§ Excerpt to read
When Discipline Makes AI a Force Multiplier
Rebuilding an undocumented legacy application in four months by applying Anthropic's 4D Framework and Shaped Kanban to every AI interaction
The Project
The application is a customer-facing Windows desktop tool central to client record management. The existing implementation was built on UWP. The business needed it rebuilt on WinUI3. When I joined, the codebase had gone unmaintained for two years:
- No documentation of any kind
- No tests
- No code comments
- No one remaining with any working knowledge of how it functioned
The institutional context had completely dissolved. What remained was the running application, the source code, a “just get it done” mandate with roughly six months to show something, and one hard constraint: zero regression tolerance. The new application had to maintain perfect functional parity with the legacy. Nothing could break.

§ Record set

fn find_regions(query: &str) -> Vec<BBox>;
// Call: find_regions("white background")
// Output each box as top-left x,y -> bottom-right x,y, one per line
==
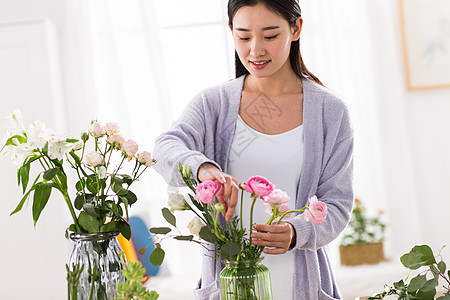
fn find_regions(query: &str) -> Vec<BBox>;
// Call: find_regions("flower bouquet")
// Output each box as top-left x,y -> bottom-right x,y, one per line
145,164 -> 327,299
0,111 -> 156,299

§ Tasks
1. Write out, word for word, the part of the text about rebuilding the legacy application that opens with the words containing "When Discipline Makes" and closes with "Nothing could break.".
2. Decide whether each statement agrees with the text about rebuilding the legacy application. Give yes or no for each, and quote the words from the text that settle it.
(a) The existing implementation was built on WinUI3.
(b) The codebase had gone unmaintained for two years when the writer joined.
(c) The new application was allowed some regression from the legacy one.
You can ignore the data.

§ Answers for this exercise
1.
When Discipline Makes AI a Force Multiplier
Rebuilding an undocumented legacy application in four months by applying Anthropic's 4D Framework and Shaped Kanban to every AI interaction
The Project
The application is a customer-facing Windows desktop tool central to client record management. The existing implementation was built on UWP. The business needed it rebuilt on WinUI3. When I joined, the codebase had gone unmaintained for two years:
- No documentation of any kind
- No tests
- No code comments
- No one remaining with any working knowledge of how it functioned
The institutional context had completely dissolved. What remained was the running application, the source code, a “just get it done” mandate with roughly six months to show something, and one hard constraint: zero regression tolerance. The new application had to maintain perfect functional parity with the legacy. Nothing could break.

2.
(a) No: "The existing implementation was built on UWP."
(b) Yes: "When I joined, the codebase had gone unmaintained for two years"
(c) No: "zero regression tolerance"